▶ _Work to complete_: Return the passage below on steps to take after a collision in Texas word for word, in full.

▶ _Excerpted passage_:
• • • • • • •

Whether you’re in Austin, driving through Fort Worth on I-30, or anywhere else in Texas, these steps apply after any collision:
At the scene:
- Move to safety if possible
- Call 911 if anyone is injured or damage is significant
- Take photos and video of all vehicles, damage, and the scene
- Get contact information from witnesses
- Note any identifying markings on the automated vehicle and the company operating it
After the scene:
- Seek medical attention even if injuries seem minor
- Keep records of all symptoms, treatments, and expenses
- Report the collision to your insurance company
Protecting your claim:
- Avoid giving recorded statements to the other party’s insurer without legal guidance
- Preserve all communications related to the crash
- Consult with an attorney before accepting any settlement offer
Insurance companies, whether representing you or the AV operator, are businesses focused on resolving claims at the lowest possible cost. Their initial offers may not reflect the full value of your injuries and losses. Understanding how many accidents happen daily in Texas provides context for how insurers handle the volume of claims they process.
What to Watch as Texas AV Regulations Take Effect
As the TxDMV authorization framework becomes enforceable and federal attention continues, the rules around automated vehicles in Texas will keep evolving.
The authorization requirements create accountability that didn’t previously exist at the state level. Recording device mandates, insurance requirements, and safe-stop standards give regulators real tools to address problems.
For Dallas-Fort Worth drivers, more robotaxis on Texas roads means learning to share space with vehicles that behave differently than human-driven cars. Construction zones along I-635, unpredictable weather, and dense traffic in areas like Uptown or Deep Ellum present different challenges than Austin’s initial operating environment.
Track primary sources rather than relying solely on headlines. The TxDMV program page and Texas Transportation Code provide authoritative information that won’t be filtered through competing interpretations.
How Angel Reyes & Associates Can Help
Injury claims involving automated vehicles raise questions that standard car accident cases don’t. Evidence is time-sensitive, and identifying every responsible party requires understanding both the technology and Texas law.

• • • • • • •

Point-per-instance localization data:
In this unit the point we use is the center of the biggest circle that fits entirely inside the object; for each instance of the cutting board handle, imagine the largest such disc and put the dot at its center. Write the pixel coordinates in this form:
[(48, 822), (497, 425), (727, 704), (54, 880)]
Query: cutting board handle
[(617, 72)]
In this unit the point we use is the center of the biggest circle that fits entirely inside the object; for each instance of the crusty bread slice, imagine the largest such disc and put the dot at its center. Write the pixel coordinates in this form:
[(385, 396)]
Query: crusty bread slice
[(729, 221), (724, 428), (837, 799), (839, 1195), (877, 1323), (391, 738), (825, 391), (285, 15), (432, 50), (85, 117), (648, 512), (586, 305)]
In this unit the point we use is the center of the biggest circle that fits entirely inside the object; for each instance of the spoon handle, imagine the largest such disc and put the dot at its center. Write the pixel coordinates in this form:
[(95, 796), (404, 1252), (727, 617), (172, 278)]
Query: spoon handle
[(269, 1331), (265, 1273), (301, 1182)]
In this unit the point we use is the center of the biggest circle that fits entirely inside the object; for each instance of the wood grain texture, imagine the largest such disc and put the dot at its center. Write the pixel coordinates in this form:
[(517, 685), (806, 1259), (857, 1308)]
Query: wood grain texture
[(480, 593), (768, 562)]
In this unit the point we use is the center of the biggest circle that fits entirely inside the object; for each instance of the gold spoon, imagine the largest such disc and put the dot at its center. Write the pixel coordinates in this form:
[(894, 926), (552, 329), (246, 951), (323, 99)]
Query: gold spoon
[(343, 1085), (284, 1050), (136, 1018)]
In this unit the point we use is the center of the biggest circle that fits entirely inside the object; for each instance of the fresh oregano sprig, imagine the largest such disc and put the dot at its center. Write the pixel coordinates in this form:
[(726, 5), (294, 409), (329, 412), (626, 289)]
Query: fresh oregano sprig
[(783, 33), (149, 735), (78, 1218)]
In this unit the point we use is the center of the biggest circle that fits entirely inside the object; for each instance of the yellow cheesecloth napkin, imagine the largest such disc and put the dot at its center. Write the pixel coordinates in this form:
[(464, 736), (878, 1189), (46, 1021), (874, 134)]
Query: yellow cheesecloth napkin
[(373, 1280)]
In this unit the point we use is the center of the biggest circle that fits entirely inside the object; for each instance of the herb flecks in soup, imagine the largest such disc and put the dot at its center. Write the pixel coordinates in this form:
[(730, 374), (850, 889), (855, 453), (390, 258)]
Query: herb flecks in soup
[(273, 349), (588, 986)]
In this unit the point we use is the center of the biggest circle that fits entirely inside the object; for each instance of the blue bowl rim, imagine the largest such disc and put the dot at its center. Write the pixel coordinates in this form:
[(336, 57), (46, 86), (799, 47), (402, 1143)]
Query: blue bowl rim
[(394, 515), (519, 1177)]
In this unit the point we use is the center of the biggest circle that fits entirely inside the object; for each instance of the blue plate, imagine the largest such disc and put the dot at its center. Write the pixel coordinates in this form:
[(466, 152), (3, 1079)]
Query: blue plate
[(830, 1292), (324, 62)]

• • • • • • •

▶ _Written response_:
Whether you’re in Austin, driving through Fort Worth on I-30, or anywhere else in Texas, these steps apply after any collision:
At the scene:
- Move to safety if possible
- Call 911 if anyone is injured or damage is significant
- Take photos and video of all vehicles, damage, and the scene
- Get contact information from witnesses
- Note any identifying markings on the automated vehicle and the company operating it
After the scene:
- Seek medical attention even if injuries seem minor
- Keep records of all symptoms, treatments, and expenses
- Report the collision to your insurance company
Protecting your claim:
- Avoid giving recorded statements to the other party’s insurer without legal guidance
- Preserve all communications related to the crash
- Consult with an attorney before accepting any settlement offer
Insurance companies, whether representing you or the AV operator, are businesses focused on resolving claims at the lowest possible cost. Their initial offers may not reflect the full value of your injuries and losses. Understanding how many accidents happen daily in Texas provides context for how insurers handle the volume of claims they process.
What to Watch as Texas AV Regulations Take Effect
As the TxDMV authorization framework becomes enforceable and federal attention continues, the rules around automated vehicles in Texas will keep evolving.
The authorization requirements create accountability that didn’t previously exist at the state level. Recording device mandates, insurance requirements, and safe-stop standards give regulators real tools to address problems.
For Dallas-Fort Worth drivers, more robotaxis on Texas roads means learning to share space with vehicles that behave differently than human-driven cars. Construction zones along I-635, unpredictable weather, and dense traffic in areas like Uptown or Deep Ellum present different challenges than Austin’s initial operating environment.
Track primary sources rather than relying solely on headlines. The TxDMV program page and Texas Transportation Code provide authoritative information that won’t be filtered through competing interpretations.
How Angel Reyes & Associates Can Help
Injury claims involving automated vehicles raise questions that standard car accident cases don’t. Evidence is time-sensitive, and identifying every responsible party requires understanding both the technology and Texas law.